Il Giorno 17 Aprile, arriviamo fuori alle coste delle Filippine, pronti per entrare in porto ma soprattutto contenti di aver quasi rimpatriato circa 300 colleghi. Quasi si, perche durante la mattinata una mail dal Governo delle Filippine annuncia la rottura dell’accordo intrapreso con la nostra compagnia. Questo ovviamente innesca un meccanismo di nervosismo e tensione tra tutti noi. I Motivi di tutto quello che si stava verificando erano tanti, ma il Capitano non molla e vuole a tutti i costi portare a termine positivamente il suo viaggio di rimpatrio. Proprio per questo cerca di chiamare subito l’agenzia del porto, per capire le dinamiche della situazione e i motivi del cambiamento improvviso di disponibilità. Si parla di quarantena. Motivo inaccettabile, dopo aver trascorso circa 30 giorni senza toccare terra, e con l’evidente certezza del buono stato di salute di tutti i circa 900 membri dell’equipaggio a bordo.

# Consegna:
Rispondi alle seguenti domande sul brano del rimpatrio:
1. In che giorno la nave arriva fuori dalle coste delle Filippine?
2. Chi annuncia la rottura dell'accordo con la compagnia, e in che modo?
3. Quanti sono, circa, i membri dell'equipaggio a bordo?
Le righe qui sotto non hanno alcun ruolo in questo esercizio.

# Materiale fornito:
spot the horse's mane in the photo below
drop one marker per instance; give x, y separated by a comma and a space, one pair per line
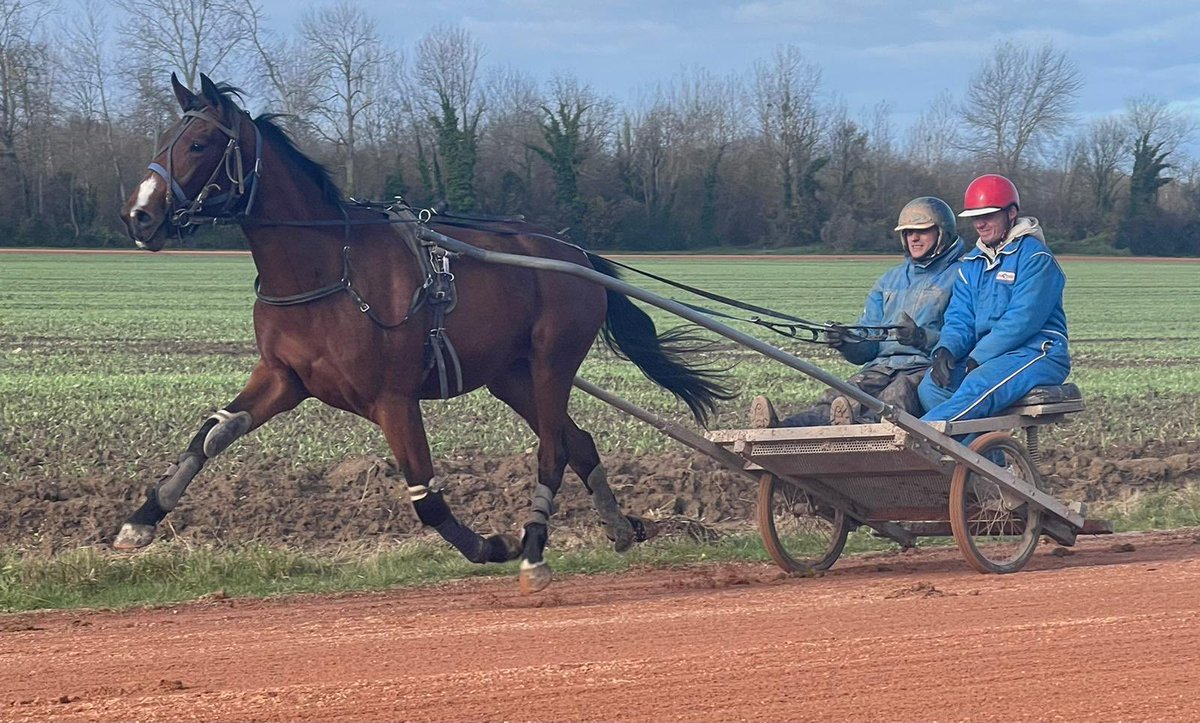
273, 132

# Soluzione:
1. La nave arriva fuori dalle coste delle Filippine il 17 aprile.
2. La rottura dell'accordo viene annunciata dal Governo delle Filippine con una mail.
3. A bordo ci sono circa 900 membri dell'equipaggio.